== To do ==
The output is the lines below from the one with "Segmentation: complete each" through the one with "538L249 562L192 539L181", both included, printed exactly and with no other line.

== Segmentation mask data ==

╔══

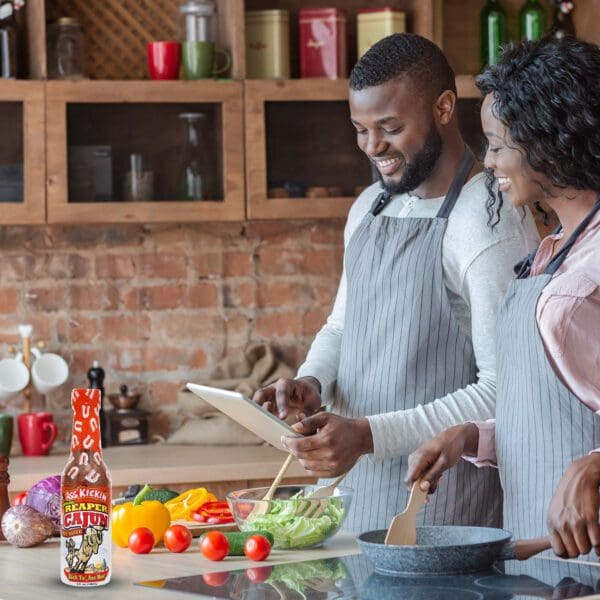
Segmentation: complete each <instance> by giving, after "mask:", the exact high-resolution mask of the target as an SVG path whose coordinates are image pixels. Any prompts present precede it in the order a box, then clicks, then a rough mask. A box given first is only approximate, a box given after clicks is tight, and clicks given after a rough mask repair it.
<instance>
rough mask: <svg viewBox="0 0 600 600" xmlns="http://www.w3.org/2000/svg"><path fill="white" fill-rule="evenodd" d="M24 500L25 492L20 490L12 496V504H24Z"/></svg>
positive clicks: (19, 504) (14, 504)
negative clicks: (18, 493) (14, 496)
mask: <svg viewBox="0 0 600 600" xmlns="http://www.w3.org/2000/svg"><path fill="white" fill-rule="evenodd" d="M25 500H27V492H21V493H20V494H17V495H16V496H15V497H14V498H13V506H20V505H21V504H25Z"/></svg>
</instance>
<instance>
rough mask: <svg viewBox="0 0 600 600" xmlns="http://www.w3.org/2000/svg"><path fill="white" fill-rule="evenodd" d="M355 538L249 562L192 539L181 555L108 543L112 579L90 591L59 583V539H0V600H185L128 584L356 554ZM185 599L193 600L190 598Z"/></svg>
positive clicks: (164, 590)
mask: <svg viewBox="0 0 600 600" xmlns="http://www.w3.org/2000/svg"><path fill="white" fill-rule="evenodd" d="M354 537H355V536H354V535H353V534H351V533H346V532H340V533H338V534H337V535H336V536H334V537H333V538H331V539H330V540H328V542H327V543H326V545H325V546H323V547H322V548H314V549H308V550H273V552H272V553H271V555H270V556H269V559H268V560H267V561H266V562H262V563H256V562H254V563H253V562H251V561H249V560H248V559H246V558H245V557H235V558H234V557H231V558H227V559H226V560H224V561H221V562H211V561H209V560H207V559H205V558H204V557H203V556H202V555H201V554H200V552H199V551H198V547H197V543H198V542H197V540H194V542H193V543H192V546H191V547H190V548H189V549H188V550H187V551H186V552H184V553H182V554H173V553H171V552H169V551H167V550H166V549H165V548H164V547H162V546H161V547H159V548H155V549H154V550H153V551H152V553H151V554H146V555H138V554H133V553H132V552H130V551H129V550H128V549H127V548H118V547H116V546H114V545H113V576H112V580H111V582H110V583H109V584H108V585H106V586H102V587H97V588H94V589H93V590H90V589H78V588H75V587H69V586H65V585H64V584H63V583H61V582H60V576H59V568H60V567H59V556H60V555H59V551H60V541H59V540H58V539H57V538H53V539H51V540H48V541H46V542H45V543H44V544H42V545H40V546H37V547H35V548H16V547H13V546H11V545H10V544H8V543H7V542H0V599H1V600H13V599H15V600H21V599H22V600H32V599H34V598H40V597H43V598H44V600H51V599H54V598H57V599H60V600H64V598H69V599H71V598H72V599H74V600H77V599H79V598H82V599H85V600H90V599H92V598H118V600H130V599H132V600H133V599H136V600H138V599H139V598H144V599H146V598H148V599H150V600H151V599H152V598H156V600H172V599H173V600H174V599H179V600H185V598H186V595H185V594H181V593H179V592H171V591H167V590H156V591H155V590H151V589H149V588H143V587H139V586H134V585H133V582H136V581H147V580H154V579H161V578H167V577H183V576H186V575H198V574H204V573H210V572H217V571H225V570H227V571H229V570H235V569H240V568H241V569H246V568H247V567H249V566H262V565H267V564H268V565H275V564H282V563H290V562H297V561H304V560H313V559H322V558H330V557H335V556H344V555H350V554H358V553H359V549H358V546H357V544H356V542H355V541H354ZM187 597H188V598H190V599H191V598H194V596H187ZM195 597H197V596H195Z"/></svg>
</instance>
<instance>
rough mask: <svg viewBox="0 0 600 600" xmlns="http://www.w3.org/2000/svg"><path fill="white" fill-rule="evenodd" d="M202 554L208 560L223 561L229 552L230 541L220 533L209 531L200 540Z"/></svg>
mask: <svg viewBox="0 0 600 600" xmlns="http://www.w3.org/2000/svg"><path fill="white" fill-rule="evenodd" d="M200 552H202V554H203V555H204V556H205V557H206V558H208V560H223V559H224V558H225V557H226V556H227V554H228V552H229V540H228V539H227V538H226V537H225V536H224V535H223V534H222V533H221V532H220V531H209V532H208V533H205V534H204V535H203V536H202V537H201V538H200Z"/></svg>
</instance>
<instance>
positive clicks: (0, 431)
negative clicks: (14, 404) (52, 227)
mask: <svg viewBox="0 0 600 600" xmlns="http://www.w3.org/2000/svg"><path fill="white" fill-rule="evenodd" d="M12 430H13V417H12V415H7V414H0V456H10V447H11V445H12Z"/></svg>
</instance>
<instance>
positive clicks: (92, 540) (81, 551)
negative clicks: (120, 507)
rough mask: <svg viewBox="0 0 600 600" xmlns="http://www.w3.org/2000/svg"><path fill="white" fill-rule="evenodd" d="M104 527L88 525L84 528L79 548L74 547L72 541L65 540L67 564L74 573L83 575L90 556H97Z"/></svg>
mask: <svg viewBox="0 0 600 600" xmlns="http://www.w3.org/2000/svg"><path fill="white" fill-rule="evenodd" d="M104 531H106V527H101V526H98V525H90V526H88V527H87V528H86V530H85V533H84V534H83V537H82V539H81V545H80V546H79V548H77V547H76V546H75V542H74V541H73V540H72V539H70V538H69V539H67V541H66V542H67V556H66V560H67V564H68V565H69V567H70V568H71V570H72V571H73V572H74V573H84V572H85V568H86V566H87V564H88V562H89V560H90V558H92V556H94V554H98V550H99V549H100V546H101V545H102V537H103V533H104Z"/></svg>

╚══
╔══

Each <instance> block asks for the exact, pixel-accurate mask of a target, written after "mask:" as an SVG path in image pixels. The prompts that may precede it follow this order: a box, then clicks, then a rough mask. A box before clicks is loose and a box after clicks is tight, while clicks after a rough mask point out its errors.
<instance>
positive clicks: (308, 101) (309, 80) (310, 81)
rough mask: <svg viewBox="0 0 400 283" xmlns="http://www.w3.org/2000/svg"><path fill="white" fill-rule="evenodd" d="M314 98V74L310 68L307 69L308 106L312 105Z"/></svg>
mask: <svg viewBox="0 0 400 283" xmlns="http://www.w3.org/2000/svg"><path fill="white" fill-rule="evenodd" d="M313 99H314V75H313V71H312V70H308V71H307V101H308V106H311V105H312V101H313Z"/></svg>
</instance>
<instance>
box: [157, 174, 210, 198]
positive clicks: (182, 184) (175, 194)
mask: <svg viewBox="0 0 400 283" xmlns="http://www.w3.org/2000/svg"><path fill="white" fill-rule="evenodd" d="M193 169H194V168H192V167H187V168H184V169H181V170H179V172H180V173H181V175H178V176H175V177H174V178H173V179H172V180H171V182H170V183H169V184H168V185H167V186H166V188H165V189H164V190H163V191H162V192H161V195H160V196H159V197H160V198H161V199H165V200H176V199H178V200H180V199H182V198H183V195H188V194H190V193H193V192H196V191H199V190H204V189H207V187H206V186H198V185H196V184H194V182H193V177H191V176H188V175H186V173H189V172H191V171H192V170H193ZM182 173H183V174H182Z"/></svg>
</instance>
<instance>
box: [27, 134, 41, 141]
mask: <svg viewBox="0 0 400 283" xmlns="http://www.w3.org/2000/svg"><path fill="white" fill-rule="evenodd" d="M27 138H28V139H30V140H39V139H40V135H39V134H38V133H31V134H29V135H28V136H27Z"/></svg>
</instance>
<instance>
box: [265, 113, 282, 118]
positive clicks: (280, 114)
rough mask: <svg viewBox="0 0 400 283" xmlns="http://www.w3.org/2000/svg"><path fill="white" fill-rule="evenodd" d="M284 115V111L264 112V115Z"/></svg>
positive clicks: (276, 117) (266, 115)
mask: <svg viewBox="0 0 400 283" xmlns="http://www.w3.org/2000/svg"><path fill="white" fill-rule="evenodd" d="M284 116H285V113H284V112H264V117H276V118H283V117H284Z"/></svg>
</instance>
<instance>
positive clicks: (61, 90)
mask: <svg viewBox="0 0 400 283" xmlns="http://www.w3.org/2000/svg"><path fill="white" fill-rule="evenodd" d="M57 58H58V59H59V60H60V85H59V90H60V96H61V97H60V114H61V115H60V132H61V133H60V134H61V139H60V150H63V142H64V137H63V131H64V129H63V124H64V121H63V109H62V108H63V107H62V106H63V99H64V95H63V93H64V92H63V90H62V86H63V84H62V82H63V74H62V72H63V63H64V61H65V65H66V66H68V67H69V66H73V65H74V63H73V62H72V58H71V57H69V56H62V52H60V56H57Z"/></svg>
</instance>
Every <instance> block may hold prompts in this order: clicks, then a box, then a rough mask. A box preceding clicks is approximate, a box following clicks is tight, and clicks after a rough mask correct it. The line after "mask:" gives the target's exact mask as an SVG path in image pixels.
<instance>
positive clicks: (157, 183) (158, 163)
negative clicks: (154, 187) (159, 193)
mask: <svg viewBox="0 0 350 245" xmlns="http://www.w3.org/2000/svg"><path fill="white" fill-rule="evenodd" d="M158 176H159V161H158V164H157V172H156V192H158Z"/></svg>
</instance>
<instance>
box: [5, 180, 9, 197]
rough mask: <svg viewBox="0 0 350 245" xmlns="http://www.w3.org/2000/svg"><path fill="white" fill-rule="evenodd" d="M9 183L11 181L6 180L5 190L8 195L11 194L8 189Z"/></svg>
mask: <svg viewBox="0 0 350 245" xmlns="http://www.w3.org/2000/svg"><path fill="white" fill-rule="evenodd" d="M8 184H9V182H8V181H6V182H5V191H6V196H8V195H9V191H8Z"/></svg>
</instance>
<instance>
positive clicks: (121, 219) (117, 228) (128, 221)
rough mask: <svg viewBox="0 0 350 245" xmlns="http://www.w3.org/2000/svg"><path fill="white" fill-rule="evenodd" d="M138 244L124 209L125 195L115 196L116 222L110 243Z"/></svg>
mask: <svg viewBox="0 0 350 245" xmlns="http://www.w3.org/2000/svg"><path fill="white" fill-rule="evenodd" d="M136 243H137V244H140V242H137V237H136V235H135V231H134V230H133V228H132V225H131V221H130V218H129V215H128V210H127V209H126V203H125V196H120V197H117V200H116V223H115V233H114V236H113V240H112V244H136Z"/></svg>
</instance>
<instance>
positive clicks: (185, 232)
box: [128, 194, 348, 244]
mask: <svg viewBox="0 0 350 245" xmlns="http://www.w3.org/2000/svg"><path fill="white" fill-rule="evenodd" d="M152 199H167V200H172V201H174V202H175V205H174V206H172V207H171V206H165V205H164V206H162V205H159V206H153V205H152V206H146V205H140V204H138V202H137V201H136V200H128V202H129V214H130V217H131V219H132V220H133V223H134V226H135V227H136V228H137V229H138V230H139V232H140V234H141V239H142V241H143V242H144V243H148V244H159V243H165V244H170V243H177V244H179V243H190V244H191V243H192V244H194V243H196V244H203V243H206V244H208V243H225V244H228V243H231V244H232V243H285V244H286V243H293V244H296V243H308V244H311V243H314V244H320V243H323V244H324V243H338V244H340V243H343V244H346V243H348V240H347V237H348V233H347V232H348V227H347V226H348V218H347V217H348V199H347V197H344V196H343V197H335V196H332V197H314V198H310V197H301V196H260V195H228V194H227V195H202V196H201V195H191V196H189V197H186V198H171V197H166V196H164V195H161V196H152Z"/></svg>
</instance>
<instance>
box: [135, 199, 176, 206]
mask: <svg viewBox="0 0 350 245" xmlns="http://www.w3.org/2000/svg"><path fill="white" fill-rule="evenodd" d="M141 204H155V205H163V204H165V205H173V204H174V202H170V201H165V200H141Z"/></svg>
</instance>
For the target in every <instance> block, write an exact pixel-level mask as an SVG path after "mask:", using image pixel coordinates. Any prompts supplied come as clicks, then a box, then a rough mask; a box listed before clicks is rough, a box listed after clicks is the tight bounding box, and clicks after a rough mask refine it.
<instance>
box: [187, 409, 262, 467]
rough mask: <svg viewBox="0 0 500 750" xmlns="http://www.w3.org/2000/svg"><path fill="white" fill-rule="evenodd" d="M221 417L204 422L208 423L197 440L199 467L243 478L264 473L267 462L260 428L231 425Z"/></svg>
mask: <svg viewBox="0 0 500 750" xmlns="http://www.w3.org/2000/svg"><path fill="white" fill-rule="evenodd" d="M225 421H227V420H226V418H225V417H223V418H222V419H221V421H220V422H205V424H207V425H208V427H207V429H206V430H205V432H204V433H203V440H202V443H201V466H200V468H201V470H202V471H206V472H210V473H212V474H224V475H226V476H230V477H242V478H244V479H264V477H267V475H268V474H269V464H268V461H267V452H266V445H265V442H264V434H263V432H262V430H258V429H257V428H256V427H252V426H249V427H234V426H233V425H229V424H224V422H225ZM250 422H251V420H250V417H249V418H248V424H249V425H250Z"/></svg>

╚══
╔══

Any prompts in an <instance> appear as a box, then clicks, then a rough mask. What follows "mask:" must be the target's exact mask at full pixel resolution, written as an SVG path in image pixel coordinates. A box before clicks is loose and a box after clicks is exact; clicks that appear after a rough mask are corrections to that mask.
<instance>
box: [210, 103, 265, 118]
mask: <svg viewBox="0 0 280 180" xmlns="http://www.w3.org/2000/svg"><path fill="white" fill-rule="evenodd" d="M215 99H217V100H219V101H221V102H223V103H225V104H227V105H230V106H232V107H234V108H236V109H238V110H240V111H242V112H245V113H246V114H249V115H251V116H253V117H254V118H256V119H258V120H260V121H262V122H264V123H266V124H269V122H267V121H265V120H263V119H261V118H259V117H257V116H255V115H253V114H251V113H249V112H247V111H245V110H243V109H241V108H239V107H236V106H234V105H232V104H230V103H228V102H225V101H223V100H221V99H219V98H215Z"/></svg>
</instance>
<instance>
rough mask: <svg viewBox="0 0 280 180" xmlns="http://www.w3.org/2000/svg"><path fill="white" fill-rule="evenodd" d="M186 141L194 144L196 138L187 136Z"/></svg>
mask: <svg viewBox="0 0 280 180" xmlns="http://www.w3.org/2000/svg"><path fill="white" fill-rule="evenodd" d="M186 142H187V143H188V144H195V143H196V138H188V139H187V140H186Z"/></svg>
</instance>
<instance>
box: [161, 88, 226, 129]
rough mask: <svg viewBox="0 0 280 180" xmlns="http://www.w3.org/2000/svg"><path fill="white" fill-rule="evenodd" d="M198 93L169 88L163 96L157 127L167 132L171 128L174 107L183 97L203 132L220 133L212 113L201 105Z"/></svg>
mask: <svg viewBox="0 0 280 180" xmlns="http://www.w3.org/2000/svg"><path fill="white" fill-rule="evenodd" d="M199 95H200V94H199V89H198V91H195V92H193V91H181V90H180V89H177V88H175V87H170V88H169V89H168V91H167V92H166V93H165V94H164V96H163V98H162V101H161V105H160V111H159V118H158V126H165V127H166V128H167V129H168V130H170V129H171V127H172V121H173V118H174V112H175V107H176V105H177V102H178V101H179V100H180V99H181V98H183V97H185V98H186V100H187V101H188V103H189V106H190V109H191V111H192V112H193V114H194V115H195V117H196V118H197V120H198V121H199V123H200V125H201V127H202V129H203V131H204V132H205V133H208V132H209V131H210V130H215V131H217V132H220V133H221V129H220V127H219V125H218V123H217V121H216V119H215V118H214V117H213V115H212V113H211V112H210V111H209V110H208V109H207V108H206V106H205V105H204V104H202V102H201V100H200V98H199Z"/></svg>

╚══

== Task answer ==
Segmentation: complete each <instance> by giving, after "mask:", the exact high-resolution mask of the target as an SVG path whose coordinates are image pixels. Any prompts present precede it in the order a box, then clicks, then a rough mask. A box given first is only approximate, a box given after clicks is tight, and clicks given after a rough mask repair it.
<instance>
rough mask: <svg viewBox="0 0 600 600" xmlns="http://www.w3.org/2000/svg"><path fill="white" fill-rule="evenodd" d="M24 500L25 492L20 490L12 496V504H24Z"/></svg>
positive clicks: (19, 504) (14, 504)
negative clicks: (18, 493) (14, 496)
mask: <svg viewBox="0 0 600 600" xmlns="http://www.w3.org/2000/svg"><path fill="white" fill-rule="evenodd" d="M25 500H27V492H21V493H20V494H17V495H16V496H15V497H14V498H13V506H20V505H21V504H25Z"/></svg>
</instance>
<instance>
rough mask: <svg viewBox="0 0 600 600" xmlns="http://www.w3.org/2000/svg"><path fill="white" fill-rule="evenodd" d="M355 538L249 562L192 539L181 555L108 543L112 579L90 591L59 583V539H0V600H185L128 584L356 554ZM185 599L193 600L190 598Z"/></svg>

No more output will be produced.